Task item.
Reproduce the records below; each should match the original exactly.

Dataset extract.
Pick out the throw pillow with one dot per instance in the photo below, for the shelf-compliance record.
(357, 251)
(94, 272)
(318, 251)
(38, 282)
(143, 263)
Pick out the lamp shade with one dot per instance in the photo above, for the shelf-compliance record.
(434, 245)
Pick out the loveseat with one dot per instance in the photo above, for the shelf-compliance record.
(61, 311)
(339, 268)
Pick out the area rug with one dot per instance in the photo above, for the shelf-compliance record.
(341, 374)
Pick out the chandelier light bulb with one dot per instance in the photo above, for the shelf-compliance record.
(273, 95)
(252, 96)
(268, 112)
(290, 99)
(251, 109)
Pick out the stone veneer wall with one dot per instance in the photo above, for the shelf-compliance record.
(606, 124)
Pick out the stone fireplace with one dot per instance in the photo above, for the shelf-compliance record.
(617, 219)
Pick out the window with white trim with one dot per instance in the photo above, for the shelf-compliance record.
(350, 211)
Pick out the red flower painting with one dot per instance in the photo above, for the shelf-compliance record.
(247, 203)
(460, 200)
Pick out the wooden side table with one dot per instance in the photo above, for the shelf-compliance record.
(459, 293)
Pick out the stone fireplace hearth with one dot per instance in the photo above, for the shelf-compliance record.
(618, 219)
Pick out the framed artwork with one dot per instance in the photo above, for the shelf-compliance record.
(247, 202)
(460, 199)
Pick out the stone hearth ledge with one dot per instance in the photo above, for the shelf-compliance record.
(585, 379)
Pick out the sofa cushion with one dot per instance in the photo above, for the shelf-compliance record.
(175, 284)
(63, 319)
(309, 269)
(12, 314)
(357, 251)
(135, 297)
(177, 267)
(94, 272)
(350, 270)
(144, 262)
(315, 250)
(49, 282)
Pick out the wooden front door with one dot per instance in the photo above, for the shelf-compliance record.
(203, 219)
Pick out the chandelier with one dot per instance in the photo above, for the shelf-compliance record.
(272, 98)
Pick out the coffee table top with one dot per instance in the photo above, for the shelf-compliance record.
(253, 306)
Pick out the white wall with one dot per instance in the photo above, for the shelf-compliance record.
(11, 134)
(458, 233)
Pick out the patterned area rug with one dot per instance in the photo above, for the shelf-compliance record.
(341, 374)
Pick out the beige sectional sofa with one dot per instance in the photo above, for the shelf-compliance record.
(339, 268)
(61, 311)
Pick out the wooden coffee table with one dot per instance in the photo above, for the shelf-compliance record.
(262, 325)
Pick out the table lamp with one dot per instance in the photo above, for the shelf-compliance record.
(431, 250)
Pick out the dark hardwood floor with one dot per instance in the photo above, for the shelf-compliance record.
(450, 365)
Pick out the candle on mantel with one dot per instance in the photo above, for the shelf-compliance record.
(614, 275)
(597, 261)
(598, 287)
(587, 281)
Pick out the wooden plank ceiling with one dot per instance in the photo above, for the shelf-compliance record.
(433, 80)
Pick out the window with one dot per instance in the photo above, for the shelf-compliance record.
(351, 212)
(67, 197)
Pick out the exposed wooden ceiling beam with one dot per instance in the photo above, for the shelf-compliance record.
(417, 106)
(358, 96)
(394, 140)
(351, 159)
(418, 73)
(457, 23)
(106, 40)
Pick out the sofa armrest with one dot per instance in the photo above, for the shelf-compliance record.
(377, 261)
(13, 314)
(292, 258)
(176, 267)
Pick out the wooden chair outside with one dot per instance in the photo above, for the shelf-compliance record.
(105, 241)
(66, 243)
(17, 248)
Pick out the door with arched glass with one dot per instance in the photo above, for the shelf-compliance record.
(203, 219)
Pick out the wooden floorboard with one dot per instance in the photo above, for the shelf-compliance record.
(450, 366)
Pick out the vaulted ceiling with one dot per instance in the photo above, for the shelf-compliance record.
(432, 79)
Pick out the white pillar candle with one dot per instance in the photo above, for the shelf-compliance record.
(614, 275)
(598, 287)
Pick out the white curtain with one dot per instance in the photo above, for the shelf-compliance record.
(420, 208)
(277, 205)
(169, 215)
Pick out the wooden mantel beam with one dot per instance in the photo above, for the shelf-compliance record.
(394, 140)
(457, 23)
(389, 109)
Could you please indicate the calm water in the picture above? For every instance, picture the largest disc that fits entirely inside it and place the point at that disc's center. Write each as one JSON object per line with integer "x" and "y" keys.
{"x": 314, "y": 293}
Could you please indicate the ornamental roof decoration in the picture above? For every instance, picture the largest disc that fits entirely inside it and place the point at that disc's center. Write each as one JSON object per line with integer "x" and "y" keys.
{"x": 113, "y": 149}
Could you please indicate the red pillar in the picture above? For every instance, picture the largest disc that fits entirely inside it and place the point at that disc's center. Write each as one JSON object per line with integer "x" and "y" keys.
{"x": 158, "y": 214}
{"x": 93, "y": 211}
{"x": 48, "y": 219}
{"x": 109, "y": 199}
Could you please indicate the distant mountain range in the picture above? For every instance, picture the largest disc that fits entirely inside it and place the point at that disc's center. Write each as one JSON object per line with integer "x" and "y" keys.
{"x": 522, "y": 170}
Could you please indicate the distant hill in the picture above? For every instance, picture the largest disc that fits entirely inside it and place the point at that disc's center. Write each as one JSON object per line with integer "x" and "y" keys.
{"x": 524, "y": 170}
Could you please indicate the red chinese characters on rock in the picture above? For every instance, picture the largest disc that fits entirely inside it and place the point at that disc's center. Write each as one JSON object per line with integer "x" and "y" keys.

Task response.
Pick out the throw pillow with one dot per instance in the photo below, for the shelf-compliance record.
(357, 251)
(94, 272)
(318, 251)
(38, 282)
(143, 263)
Pick out the lamp shade with one dot per instance in the photo above, for the shelf-compliance record.
(434, 245)
Pick out the loveseat with one dot per instance in the photo above, for the shelf-compliance record.
(61, 311)
(339, 268)
Pick out the area rug with one dot per instance in the photo above, for the shelf-compliance record.
(341, 374)
Pick out the chandelier light bulb with one dot per instance in the photo above, for the shelf-compliance record.
(273, 95)
(252, 96)
(268, 112)
(290, 99)
(251, 109)
Pick out the stone veneer wall with one dot per instance in the photo above, for the shelf-compliance record.
(606, 124)
Pick out the stone fireplace with one dot per instance in the photo above, for the shelf-compliance record.
(617, 219)
Pick out the window with white trim with one dot per instance in the photo above, for the shelf-compliance record.
(350, 211)
Pick out the red flower painting with one dot per instance in the photo above, for the shelf-compliance record.
(247, 203)
(460, 200)
Pick out the wooden side table with one dot per instance in the photo above, for the shelf-compliance record.
(459, 293)
Pick out the stone fireplace hearth with one dot per instance in the photo above, for the shelf-compliance record.
(618, 219)
Pick out the framed artwork with one dot per instance in the photo above, for the shelf-compliance record.
(247, 202)
(460, 199)
Pick out the stone hearth ledge with one dot per instance in the photo above, for the shelf-compliance record.
(585, 379)
Pick out the sofa cushion with one dot per instance in the photo above, for the shelf-compliance record.
(175, 284)
(63, 319)
(309, 269)
(12, 314)
(357, 251)
(135, 297)
(177, 267)
(94, 272)
(350, 270)
(144, 262)
(315, 250)
(49, 282)
Pick out the wooden front door with one dot per instance in the photo above, for the shelf-compliance record.
(203, 219)
Pick out the chandelier with one dot per instance in the photo above, for the shelf-compliance record.
(272, 98)
Pick out the coffee table top with one dot per instance in the photo above, for the shelf-compliance record.
(253, 306)
Pick out the white wall with one dot per instance in the photo above, for the shelf-compliance record.
(11, 134)
(458, 233)
Pick out the patterned area rug with one dot per instance in the photo above, for the shelf-compliance record.
(341, 374)
Pick out the beige sectional sofa with one dot per instance in the photo above, for the shelf-compliance record.
(339, 268)
(61, 311)
Pick out the wooden coffee table with one dot per instance in the photo above, for the shelf-compliance record.
(262, 325)
Pick out the table lamp with one dot per instance in the photo above, for the shelf-compliance record.
(431, 250)
Pick out the dark hardwood floor with one dot per instance in the photo above, for the shelf-compliance record.
(450, 365)
Pick out the candle on mantel with one dot per instance in the photo above, for the shelf-compliance record.
(614, 275)
(597, 261)
(598, 287)
(587, 281)
Pick out the wooden plank ceiling with one dot per instance in the photo above, for the shelf-compliance record.
(433, 80)
Pick out the window with one dot per instance in the photo above, for the shelf-compliance record.
(351, 212)
(67, 197)
Pick out the exposed wooden ceiling beam with one dot per instance in the photo above, for the shelf-compliance record.
(417, 106)
(358, 96)
(394, 140)
(351, 159)
(418, 73)
(457, 23)
(106, 40)
Pick out the sofa armrest with one dot per instance in the photo above, for the shelf-compliance record.
(377, 261)
(13, 314)
(292, 258)
(176, 267)
Pick out the wooden chair outside with one dot per instance in the photo above, for the shelf-compliance record.
(105, 241)
(66, 243)
(17, 248)
Pick out the door with arched glass with one dot per instance in the photo above, for the shelf-compliance record.
(203, 219)
Pick out the wooden floorboard with one dot per instance in the photo above, for the shelf-compliance record.
(450, 366)
Pick out the vaulted ceiling with one dot per instance in the photo above, for the shelf-compliance record.
(432, 79)
Pick out the white pillar candle with one dot per instance in the photo above, for the shelf-compliance record.
(614, 275)
(598, 287)
Pick out the white curtain with one dot per instance in the photo above, for the shelf-compliance record.
(420, 208)
(277, 205)
(169, 215)
Pick out the wooden mantel beam with one dot per instance in the photo above, for the shelf-compliance record.
(394, 140)
(457, 23)
(389, 109)
Could you please indicate the calm water in the picture above? For every instance, picture the largest disc that fits entirely inside it and place the point at that disc's center. Write each as one JSON object per line with integer "x" and "y" keys.
{"x": 314, "y": 293}
Could you please indicate the ornamental roof decoration in the picture above? For every instance, picture the largest disc that fits entirely inside it and place the point at that disc's center. Write each as one JSON object per line with integer "x" and "y" keys.
{"x": 113, "y": 149}
Could you please indicate the red pillar in the picture above? For every instance, picture the largest disc that fits entirely inside it and place the point at that disc's center. Write each as one JSON object per line with integer "x" and "y" keys.
{"x": 158, "y": 214}
{"x": 93, "y": 211}
{"x": 48, "y": 219}
{"x": 109, "y": 199}
Could you please indicate the distant mountain range in the picture above? For every instance, picture the largest disc that fits entirely inside it and place the point at that disc's center. Write each as one JSON object per line with integer "x" and "y" keys.
{"x": 522, "y": 170}
Could you please indicate the distant hill in the picture above? For every instance, picture the largest disc that fits entirely inside it and place the point at that disc's center. Write each as one JSON object per line with integer "x" and "y" keys.
{"x": 524, "y": 170}
Could you please indicate the red chinese characters on rock in the picture above? For every instance, picture the largest disc that fits entirely inside it and place the point at that disc's center. Write each as one JSON object per line with integer "x" and "y" keys.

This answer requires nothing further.